■ Stated goal
Please convert the records below into a two-column CSV with the header row input,output and one row per record. Put each record's text under input and its answer under output, each as a single quoted field with line breaks replaced by spaces.

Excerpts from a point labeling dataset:
--------------------------------------------------

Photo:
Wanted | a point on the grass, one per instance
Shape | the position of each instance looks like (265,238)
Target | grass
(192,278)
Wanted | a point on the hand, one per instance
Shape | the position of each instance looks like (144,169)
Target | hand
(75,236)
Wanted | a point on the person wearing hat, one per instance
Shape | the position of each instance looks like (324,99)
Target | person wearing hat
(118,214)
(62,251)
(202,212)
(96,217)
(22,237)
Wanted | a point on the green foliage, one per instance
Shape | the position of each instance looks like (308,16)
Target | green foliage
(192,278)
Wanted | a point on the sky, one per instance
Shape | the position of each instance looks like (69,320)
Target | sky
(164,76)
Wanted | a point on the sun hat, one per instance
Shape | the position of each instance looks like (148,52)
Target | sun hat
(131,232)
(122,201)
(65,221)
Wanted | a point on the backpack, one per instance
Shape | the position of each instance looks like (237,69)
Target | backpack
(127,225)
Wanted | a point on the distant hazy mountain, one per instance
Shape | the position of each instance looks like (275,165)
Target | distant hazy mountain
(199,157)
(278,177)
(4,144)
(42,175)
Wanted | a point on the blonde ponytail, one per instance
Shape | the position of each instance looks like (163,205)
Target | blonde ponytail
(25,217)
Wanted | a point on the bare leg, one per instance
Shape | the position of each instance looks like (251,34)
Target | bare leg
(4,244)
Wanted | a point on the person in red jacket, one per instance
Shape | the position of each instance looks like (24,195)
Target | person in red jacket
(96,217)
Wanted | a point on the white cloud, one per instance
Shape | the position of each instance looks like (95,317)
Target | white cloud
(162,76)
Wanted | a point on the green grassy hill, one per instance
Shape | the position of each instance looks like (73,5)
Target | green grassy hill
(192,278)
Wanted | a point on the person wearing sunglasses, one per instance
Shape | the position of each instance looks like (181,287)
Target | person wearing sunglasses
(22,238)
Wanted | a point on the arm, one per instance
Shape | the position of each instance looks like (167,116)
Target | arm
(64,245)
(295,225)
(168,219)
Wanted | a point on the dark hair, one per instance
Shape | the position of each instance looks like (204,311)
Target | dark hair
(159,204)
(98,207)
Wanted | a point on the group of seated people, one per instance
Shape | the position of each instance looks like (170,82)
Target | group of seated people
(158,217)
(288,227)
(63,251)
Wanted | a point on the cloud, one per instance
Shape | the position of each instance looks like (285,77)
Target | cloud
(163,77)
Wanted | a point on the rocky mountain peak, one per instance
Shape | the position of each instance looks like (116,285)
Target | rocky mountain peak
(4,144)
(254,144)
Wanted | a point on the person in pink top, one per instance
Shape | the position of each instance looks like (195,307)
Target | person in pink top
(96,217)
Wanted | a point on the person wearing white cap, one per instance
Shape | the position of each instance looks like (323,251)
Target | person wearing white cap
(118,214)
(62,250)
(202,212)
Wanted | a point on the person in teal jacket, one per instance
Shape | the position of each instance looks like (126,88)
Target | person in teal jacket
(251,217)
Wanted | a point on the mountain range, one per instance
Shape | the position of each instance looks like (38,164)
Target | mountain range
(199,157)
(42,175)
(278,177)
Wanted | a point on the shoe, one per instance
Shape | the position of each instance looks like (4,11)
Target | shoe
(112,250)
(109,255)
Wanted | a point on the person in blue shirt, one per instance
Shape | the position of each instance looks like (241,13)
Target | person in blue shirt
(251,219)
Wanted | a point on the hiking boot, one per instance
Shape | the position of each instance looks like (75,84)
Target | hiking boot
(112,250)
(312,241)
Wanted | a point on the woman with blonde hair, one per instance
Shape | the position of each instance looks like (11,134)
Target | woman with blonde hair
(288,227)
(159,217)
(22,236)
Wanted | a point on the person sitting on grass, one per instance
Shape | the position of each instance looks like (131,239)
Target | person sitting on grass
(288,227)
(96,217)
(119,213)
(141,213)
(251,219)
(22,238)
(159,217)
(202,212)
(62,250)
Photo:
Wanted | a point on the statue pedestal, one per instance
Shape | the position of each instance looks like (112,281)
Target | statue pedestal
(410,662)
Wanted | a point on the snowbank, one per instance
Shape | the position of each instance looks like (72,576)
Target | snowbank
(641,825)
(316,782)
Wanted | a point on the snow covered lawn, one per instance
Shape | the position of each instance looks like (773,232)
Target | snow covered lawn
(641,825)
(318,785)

--------------------------------------------------

■ Reply to the task
input,output
"Photo: Wanted | a point on the grass, one per instance Shape | the position of each instance looks like (265,238) Target | grass","(192,278)"
"Wanted | a point on the hand, one per instance Shape | the position of each instance looks like (144,169) Target | hand","(75,236)"
"Wanted | a point on the person wearing hat, one per instance Shape | the position of each instance looks like (324,99) Target | person wearing hat","(118,214) (62,251) (202,212) (96,217) (22,237)"
"Wanted | a point on the green foliage, one per instance Shape | the position of each instance looks like (308,16) Target | green foliage","(192,278)"
"Wanted | a point on the sky, one per instance Shape | the position of each instance looks like (69,320) Target | sky","(164,76)"
"Wanted | a point on the sun hat, one per instance Shape | the position of each instance looks like (148,52) Target | sun hat","(131,232) (122,201) (65,221)"
"Wanted | a point on the backpack, one per instance Shape | the position of each instance looks like (237,69) Target | backpack","(127,225)"
"Wanted | a point on the distant hazy mountain, one per instance Shape | the position of each instance looks like (275,165) Target | distant hazy mountain","(199,157) (278,177) (4,144) (42,175)"
"Wanted | a point on the blonde ponytail, one per instance Shape | the position of each instance looks like (163,205) Target | blonde ponytail","(25,217)"
"Wanted | a point on the bare leg, one per instance Shape | the position of each instance looks like (251,34) Target | bare leg","(4,244)"
"Wanted | a point on the person in red jacket, one per instance Shape | the position of each instance looks like (24,195) Target | person in red jacket","(96,217)"
"Wanted | a point on the white cloud, one per instance Shape | the position of each instance looks like (95,317) Target | white cloud","(162,76)"
"Wanted | a point on the green grassy hill, one per instance Shape | the position of each instance looks like (73,5) Target | green grassy hill","(192,278)"
"Wanted | a point on the person wearing sunglasses, one per instance Shape | the position of each instance looks like (181,287) Target | person wearing sunglasses","(22,238)"
"Wanted | a point on the arm, one per instance Shape | the position of each instance looks like (167,116) Target | arm","(64,245) (295,225) (168,219)"
"Wanted | a point on the dark hair, one per instance Shape | the position of each instance looks like (204,311) Target | dark hair","(159,204) (98,207)"
"Wanted | a point on the group of seated people, one per instance Shape | the position of each instance looks like (170,82) Target | group of seated people","(158,217) (288,227) (63,251)"
"Wanted | a point on the cloud, one per instance Shape | the position of each instance looks like (285,77) Target | cloud","(163,77)"
"Wanted | a point on the rocky mountain peak, one per instance Shape | the position of each instance looks like (116,285) Target | rocky mountain peak","(4,144) (254,144)"
"Wanted | a point on the person in pink top, one per instance Shape | the position of each instance looks like (195,307) Target | person in pink top","(96,217)"
"Wanted | a point on the person wearing white cap, one per instance Shape | the position of each instance looks like (323,251) Target | person wearing white cap","(118,214) (62,250) (202,212)"
"Wanted | a point on the person in teal jacket, one per instance Shape | the position of each instance looks like (126,88) Target | person in teal jacket","(251,217)"
"Wanted | a point on the mountain range, one per instance Shape | the position of each instance looks like (38,164) Target | mountain range","(199,157) (42,175) (278,177)"
"Wanted | a point on the shoe, one per instance Shape | the position of each instance looks like (4,11) Target | shoe","(112,250) (109,255)"
"Wanted | a point on the person in blue shirt, one per instance Shape | the position of each instance looks like (241,13) Target | person in blue shirt","(251,219)"
"Wanted | a point on the hiking boot, one per instance Shape | the position of each instance looks like (75,84) Target | hiking boot","(112,250) (312,241)"
"Wanted | a point on the woman with blonde hair, one per instance Shape | the position of each instance looks like (11,134) Target | woman with blonde hair","(288,227) (159,217) (22,236)"
"Wanted | a point on the person sitting on grass, one per instance Shape | the position of each instance looks like (131,239) Target | person sitting on grass","(288,227) (96,217) (119,213) (141,213) (251,219) (22,238) (159,217) (202,212) (62,250)"
"Photo: Wanted | a point on the statue pedestal, one per instance Shape | the position of each instance looks like (112,281) Target | statue pedestal","(410,662)"
"Wanted | a point on the snowbank, one per instance Shape | the position of each instance looks like (72,576) Target | snowbank","(641,825) (316,782)"
"Wanted | a point on the snow covered lawn, one per instance Shape | the position of each instance looks like (773,232) Target | snow covered lawn","(641,825) (318,785)"